#### [Document excerpt]
━━━━━━━━━━━━━━━━

TOPSHOT – US Women National Basketball Association’s (WNBA) basketball player Brittney Griner, who was detained at Moscow’s Sheremetyevo airport and later charged with illegal possession of cannabis, is escorted to the courtroom to hear the court’s final decision in Khimki outside Moscow, on August 4, 2022. (Photo by Kirill KUDRYAVTSEV / AFP) (Photo by KIRILL KUDRYAVTSEV/AFP via Getty Images)

A lie can travel halfway around the world while the truth is putting on its shoes.

Brittney Griner is known for her game on the basketball court, but she’s now become embroiled in a much more dangerous game overseas. Griner has been detained in Russia for over five months after she was stopped at an airport for possessing vape cartridges containing hashish oil, which is illegal in the country. She faced a maximum of 10 years in prison but ended up getting 9.5.

━━━━━━━━━━━━━━━━

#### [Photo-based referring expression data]
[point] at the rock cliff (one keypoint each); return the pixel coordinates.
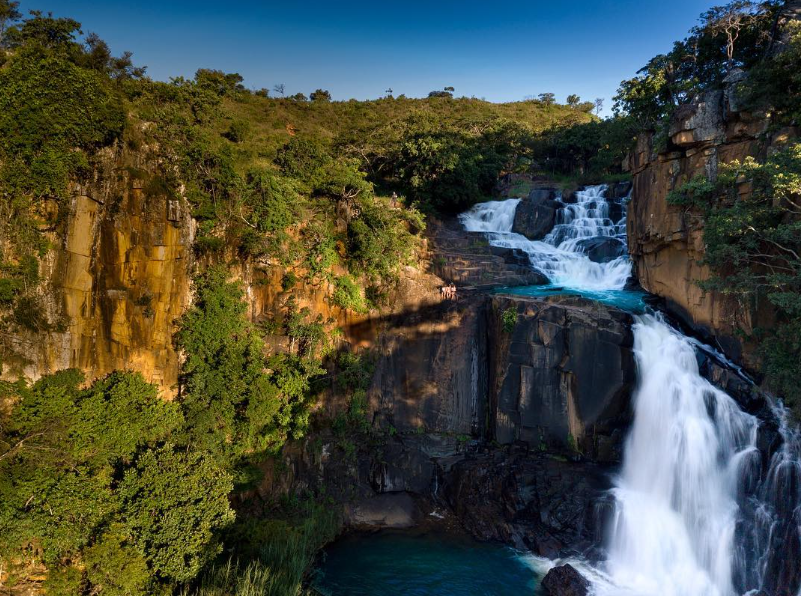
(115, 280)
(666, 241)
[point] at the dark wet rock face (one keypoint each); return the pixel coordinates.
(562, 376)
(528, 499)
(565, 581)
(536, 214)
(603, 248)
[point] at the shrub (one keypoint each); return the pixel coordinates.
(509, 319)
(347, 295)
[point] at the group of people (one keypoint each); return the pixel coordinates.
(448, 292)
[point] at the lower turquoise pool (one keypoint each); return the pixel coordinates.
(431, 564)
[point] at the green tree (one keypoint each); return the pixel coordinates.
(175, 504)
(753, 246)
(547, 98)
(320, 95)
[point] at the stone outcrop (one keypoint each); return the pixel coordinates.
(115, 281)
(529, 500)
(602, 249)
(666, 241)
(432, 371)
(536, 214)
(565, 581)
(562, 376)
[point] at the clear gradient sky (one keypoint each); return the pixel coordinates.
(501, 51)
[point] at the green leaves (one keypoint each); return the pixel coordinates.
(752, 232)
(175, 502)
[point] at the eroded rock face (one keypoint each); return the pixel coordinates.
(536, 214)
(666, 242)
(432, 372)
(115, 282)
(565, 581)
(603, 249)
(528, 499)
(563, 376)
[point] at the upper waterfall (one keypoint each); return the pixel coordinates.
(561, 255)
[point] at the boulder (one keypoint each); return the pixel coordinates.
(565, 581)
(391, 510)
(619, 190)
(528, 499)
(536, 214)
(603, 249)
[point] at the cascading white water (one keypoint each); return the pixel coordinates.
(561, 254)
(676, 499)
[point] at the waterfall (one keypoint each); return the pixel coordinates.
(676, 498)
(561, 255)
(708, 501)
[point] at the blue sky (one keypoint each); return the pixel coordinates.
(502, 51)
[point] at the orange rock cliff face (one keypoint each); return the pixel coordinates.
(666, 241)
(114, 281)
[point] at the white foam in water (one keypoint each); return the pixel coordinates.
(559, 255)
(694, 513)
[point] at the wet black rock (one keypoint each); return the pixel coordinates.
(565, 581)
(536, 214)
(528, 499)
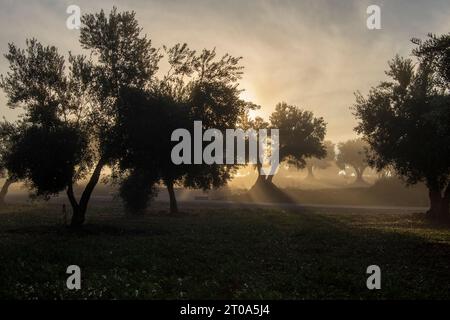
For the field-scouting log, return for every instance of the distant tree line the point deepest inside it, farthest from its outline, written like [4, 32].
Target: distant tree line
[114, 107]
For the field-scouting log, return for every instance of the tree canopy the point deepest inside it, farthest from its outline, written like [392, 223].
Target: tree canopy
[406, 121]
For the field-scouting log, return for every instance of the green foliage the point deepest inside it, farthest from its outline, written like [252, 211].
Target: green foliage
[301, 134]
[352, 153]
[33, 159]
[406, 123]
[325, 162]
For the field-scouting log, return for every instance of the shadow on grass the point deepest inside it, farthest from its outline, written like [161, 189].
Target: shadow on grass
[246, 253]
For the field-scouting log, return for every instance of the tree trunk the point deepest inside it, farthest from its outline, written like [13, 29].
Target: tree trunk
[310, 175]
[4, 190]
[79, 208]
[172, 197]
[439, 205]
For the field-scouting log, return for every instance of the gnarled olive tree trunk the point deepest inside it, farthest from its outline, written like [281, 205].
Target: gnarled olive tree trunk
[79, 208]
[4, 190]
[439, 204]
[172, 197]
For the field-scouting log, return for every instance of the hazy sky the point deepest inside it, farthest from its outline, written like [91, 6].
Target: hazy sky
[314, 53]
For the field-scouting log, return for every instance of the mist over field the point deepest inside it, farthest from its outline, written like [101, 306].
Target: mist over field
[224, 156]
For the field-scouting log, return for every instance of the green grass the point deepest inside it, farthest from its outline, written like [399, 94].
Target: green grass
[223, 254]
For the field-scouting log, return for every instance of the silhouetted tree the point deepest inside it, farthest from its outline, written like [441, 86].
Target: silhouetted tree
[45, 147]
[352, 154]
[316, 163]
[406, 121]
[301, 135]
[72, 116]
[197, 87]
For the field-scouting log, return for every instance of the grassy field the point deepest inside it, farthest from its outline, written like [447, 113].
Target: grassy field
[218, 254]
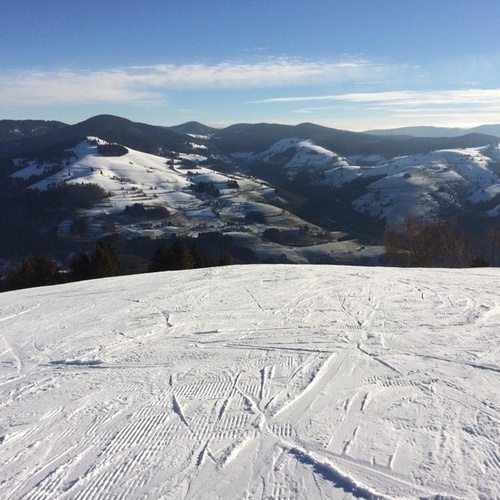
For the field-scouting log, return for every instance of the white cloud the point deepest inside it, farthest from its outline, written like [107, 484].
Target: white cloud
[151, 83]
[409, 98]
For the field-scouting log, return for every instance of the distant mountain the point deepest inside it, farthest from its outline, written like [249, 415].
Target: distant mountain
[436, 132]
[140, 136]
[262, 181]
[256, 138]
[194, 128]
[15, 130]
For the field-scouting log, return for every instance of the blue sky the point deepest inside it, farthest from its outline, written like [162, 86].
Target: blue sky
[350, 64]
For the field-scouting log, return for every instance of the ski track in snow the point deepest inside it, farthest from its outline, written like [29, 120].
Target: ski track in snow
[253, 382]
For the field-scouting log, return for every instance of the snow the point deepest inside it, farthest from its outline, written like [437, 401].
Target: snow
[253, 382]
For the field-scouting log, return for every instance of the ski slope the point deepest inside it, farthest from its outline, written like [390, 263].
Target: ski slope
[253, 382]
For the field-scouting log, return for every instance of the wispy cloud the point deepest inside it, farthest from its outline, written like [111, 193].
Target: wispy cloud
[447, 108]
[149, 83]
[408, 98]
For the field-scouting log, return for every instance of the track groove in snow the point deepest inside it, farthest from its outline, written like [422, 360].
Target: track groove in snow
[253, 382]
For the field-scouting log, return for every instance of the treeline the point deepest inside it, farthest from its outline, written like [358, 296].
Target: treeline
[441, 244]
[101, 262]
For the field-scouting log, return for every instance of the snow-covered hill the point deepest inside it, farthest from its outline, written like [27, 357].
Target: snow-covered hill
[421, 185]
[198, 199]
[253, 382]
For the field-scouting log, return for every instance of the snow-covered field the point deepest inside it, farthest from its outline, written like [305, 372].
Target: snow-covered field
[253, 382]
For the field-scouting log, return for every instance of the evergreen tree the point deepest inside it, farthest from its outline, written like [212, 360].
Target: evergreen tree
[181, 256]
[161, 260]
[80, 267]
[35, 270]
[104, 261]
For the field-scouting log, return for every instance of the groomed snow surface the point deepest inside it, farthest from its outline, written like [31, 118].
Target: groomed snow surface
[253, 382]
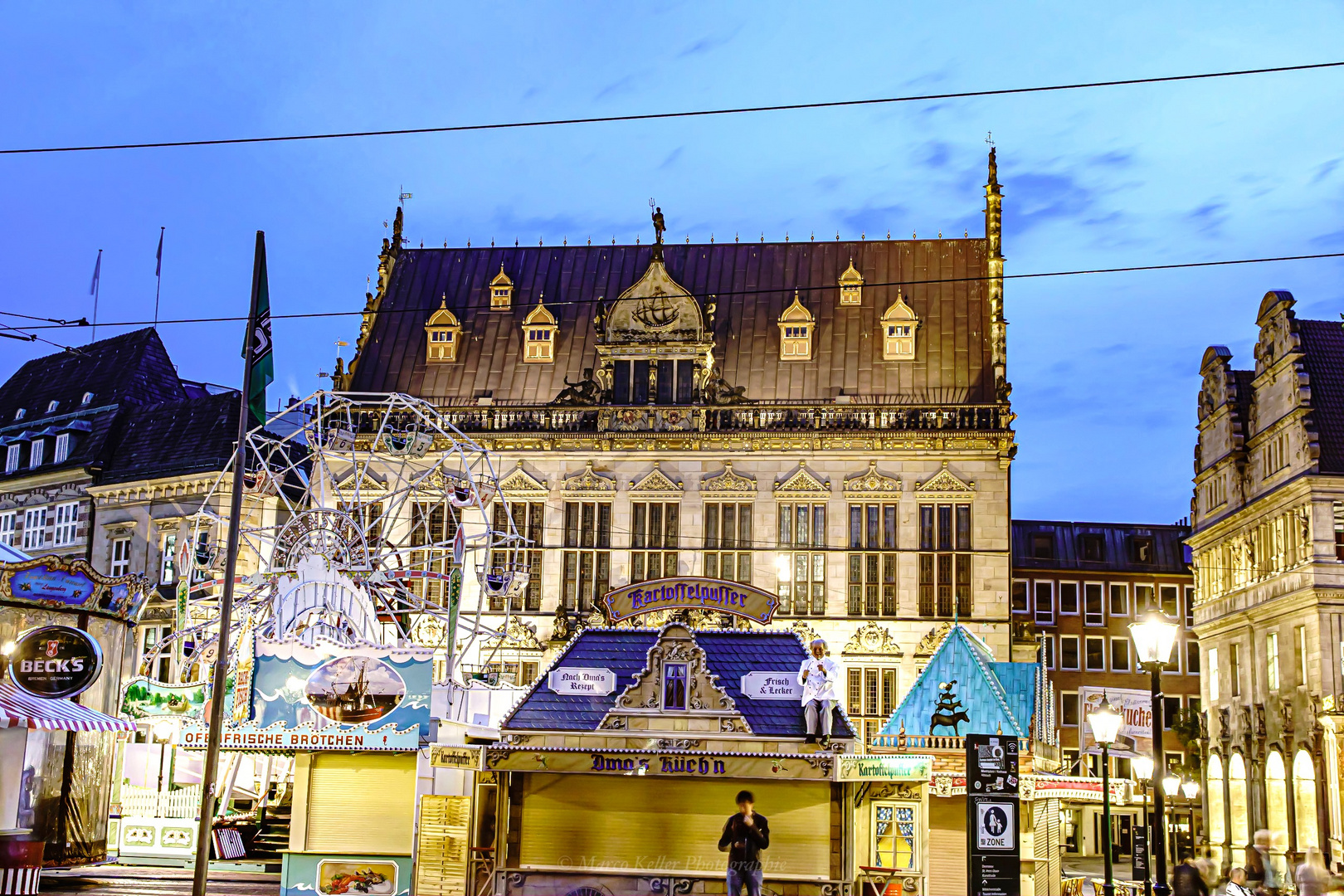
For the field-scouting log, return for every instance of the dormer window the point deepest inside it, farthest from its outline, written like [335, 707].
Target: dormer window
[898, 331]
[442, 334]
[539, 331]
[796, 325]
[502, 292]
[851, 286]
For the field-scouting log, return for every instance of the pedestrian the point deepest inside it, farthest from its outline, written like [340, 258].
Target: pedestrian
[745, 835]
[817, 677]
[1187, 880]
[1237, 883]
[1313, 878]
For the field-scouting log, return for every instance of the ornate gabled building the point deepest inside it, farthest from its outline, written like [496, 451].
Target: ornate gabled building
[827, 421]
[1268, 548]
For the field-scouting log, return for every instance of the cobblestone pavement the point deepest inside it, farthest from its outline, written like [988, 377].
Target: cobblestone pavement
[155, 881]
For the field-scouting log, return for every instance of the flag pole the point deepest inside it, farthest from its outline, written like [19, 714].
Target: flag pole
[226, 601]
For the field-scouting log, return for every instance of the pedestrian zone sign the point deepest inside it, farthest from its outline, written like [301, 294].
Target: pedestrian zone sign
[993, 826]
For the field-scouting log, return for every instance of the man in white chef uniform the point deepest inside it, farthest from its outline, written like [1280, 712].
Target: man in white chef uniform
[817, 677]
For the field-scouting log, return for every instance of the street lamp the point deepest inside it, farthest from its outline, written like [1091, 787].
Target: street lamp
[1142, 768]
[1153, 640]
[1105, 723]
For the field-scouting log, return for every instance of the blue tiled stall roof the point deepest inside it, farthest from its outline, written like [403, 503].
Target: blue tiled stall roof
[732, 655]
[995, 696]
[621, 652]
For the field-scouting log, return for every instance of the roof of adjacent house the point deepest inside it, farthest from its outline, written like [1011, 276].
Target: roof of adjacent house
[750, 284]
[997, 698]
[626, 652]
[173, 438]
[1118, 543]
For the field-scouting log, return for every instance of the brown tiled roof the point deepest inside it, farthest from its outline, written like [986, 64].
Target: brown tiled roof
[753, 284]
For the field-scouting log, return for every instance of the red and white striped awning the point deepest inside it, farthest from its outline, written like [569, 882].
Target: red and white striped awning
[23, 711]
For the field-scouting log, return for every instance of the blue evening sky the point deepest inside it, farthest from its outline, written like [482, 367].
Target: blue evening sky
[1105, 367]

━━━━━━━━━━━━━━━━

#### [Activities]
1. In the Brittney Griner article, what was the maximum prison sentence she faced?
2. Set down everything in the Brittney Griner article from "Brittney Griner is known" down to "up getting 9.5.".
The data has no role in this work.

#### [Expected responses]
1. 10 years.

2.
Brittney Griner is known for her game on the basketball court, but she’s now become embroiled in a much more dangerous game overseas. Griner has been detained in Russia for over five months after she was stopped at an airport for possessing vape cartridges containing hashish oil, which is illegal in the country. She faced a maximum of 10 years in prison but ended up getting 9.5.